→ **TRY IT**
As you look over the data below, please find each line where the word "shorts" appears, then copy it.

→ **DATA SUPPLIED**
================

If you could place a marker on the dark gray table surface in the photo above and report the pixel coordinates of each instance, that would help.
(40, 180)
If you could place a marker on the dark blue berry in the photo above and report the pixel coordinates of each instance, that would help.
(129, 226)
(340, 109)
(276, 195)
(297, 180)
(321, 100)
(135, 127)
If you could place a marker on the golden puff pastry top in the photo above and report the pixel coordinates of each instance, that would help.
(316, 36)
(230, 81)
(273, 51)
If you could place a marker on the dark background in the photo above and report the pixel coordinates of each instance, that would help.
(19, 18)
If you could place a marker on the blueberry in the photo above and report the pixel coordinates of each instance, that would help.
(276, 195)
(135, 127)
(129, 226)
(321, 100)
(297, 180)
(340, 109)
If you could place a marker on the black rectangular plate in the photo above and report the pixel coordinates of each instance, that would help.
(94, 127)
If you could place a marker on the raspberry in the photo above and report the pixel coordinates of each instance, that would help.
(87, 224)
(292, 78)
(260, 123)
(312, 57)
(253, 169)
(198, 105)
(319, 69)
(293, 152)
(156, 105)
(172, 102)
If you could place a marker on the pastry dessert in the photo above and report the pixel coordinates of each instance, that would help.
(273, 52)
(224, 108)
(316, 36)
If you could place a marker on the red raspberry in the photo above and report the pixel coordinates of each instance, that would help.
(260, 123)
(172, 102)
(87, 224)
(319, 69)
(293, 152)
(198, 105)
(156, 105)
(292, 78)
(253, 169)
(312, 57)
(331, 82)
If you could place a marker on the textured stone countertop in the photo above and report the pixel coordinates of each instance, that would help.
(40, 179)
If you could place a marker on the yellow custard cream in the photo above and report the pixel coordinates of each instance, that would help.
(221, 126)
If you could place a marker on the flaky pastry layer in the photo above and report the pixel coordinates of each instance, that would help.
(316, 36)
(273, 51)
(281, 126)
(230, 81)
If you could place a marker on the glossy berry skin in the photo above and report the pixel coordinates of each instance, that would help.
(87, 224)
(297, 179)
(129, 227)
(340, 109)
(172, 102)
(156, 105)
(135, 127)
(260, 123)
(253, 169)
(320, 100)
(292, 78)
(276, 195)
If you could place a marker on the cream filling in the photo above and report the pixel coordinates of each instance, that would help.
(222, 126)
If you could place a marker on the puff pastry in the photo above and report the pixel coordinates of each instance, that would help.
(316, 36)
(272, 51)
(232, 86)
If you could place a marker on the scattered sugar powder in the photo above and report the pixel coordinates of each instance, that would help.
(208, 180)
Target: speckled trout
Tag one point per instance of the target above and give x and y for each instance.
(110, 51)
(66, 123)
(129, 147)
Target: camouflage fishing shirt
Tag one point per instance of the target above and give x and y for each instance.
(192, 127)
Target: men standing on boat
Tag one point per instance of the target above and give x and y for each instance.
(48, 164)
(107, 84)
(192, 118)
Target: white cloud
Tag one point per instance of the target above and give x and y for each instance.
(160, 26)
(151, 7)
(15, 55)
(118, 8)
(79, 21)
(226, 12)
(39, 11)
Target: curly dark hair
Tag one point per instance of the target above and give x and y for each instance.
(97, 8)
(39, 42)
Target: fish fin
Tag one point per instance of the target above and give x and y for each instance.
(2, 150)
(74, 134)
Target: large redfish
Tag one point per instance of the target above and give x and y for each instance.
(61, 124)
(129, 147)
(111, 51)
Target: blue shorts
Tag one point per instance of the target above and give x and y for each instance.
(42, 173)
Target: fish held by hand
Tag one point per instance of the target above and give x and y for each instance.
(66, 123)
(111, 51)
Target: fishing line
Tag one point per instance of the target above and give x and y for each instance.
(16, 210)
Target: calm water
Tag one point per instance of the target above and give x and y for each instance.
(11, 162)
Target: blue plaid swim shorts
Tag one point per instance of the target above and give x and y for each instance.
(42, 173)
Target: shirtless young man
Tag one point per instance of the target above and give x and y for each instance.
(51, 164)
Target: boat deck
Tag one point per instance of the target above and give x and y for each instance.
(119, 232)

================

→ **PROBLEM SOLUTION**
Target: blue shorts
Target: blue plaid swim shorts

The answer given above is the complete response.